MATERIAL SUPPLIED:

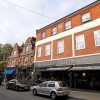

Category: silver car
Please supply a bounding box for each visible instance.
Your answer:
[32,81,70,100]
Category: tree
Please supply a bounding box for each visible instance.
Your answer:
[0,43,13,73]
[0,44,13,61]
[0,61,7,74]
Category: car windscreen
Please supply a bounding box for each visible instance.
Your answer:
[58,82,67,87]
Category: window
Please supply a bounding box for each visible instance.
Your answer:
[82,12,90,23]
[26,45,29,52]
[38,47,42,57]
[76,35,85,50]
[40,82,47,87]
[13,50,16,56]
[24,57,29,65]
[65,21,71,30]
[52,27,57,35]
[94,30,100,46]
[42,32,46,39]
[48,82,55,87]
[57,40,64,53]
[45,44,51,56]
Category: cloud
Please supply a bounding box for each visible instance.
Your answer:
[0,0,97,45]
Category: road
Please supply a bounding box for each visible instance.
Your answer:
[0,85,85,100]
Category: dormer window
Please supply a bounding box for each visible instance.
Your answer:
[82,12,91,23]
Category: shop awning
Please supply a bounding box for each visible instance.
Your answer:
[69,66,100,71]
[3,67,16,75]
[46,67,70,71]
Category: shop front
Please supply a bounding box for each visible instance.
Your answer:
[69,66,100,91]
[3,67,16,81]
[35,54,100,91]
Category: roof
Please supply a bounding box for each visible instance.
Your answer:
[37,0,99,34]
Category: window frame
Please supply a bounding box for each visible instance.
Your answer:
[45,44,51,56]
[41,32,46,39]
[94,30,100,46]
[82,12,91,23]
[57,40,64,54]
[52,27,57,36]
[76,34,85,50]
[38,47,42,57]
[65,20,71,31]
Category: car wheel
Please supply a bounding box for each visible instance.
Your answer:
[6,84,9,89]
[15,86,19,91]
[50,92,57,100]
[32,89,37,96]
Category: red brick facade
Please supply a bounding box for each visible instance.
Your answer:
[7,37,36,68]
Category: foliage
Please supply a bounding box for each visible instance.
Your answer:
[0,43,13,73]
[0,61,7,74]
[0,43,13,61]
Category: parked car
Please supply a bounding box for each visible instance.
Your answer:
[6,79,30,91]
[32,81,70,100]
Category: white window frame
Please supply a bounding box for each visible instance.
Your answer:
[65,21,71,30]
[13,50,16,56]
[57,40,64,54]
[76,35,85,50]
[38,47,42,57]
[52,27,57,35]
[45,44,51,56]
[94,30,100,46]
[82,12,91,23]
[26,45,29,52]
[42,32,46,39]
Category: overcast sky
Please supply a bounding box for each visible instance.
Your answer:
[0,0,97,45]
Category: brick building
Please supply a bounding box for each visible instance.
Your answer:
[5,37,36,81]
[34,1,100,90]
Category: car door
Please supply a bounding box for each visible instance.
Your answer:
[46,82,55,95]
[37,82,48,95]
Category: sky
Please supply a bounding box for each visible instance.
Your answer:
[0,0,97,45]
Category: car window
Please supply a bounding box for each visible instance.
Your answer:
[48,83,55,87]
[9,80,16,84]
[58,82,67,87]
[40,82,47,87]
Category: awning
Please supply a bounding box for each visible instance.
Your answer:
[46,67,70,71]
[3,67,16,75]
[69,66,100,71]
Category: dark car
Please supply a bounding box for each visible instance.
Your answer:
[6,79,30,91]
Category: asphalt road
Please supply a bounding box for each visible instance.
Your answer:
[0,85,85,100]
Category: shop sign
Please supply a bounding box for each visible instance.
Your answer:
[35,58,76,67]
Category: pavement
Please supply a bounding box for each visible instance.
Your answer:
[69,90,100,100]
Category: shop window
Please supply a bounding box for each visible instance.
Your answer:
[65,21,71,31]
[52,27,57,35]
[94,30,100,46]
[82,12,91,23]
[76,35,85,50]
[57,40,64,53]
[45,44,51,56]
[38,47,42,57]
[42,32,46,39]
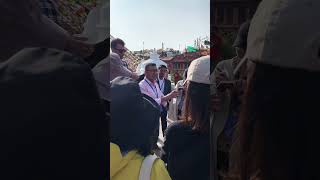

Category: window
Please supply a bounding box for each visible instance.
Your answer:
[217,7,224,24]
[226,7,233,25]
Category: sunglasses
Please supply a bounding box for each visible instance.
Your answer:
[114,48,127,53]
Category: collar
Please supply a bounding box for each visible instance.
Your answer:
[144,77,156,85]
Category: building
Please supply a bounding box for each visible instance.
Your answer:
[213,0,261,32]
[161,50,209,77]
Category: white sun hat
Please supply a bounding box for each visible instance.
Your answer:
[243,0,320,71]
[186,55,211,84]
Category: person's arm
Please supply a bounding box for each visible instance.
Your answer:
[0,0,67,48]
[161,91,178,103]
[110,53,137,80]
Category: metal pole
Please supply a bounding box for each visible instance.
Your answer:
[143,41,144,60]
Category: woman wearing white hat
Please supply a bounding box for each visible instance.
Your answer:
[161,56,211,180]
[232,0,320,179]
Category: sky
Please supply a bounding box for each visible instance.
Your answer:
[110,0,210,51]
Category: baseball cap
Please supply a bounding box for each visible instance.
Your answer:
[244,0,320,71]
[186,55,211,84]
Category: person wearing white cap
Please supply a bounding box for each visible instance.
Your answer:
[161,55,211,180]
[231,0,320,179]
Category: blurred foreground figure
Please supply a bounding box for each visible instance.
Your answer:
[231,0,320,180]
[0,48,107,180]
[0,0,93,62]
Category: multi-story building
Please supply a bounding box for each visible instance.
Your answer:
[162,49,209,77]
[212,0,261,32]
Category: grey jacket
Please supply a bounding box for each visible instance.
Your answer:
[92,53,134,101]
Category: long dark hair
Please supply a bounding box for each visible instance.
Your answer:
[238,62,320,180]
[183,81,210,133]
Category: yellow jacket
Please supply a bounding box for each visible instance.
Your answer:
[110,143,171,180]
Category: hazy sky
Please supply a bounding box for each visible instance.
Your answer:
[110,0,210,51]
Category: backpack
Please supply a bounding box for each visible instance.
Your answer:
[139,154,159,180]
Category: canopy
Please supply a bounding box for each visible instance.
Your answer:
[136,52,167,75]
[187,46,198,52]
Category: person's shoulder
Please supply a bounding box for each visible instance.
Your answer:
[151,158,172,180]
[166,121,190,136]
[217,58,234,67]
[138,79,145,86]
[110,53,121,61]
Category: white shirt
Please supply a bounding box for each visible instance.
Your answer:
[158,78,165,93]
[139,77,166,106]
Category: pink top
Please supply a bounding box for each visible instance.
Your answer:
[139,77,166,106]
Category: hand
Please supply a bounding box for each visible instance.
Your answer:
[65,37,94,58]
[169,90,179,99]
[215,71,228,85]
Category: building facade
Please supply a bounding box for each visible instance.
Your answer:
[213,0,261,32]
[162,50,209,77]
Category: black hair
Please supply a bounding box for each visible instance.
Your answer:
[183,81,210,133]
[159,65,167,69]
[111,38,125,49]
[145,63,157,71]
[110,89,160,157]
[84,37,109,68]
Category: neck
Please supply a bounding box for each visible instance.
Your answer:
[146,77,155,83]
[159,77,164,80]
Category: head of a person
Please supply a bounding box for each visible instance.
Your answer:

TASK INSTRUCTIONS:
Go through the records above and copy every line with the word "facade".

RESULT OF THE EXERCISE:
Category: red brick facade
Category: building facade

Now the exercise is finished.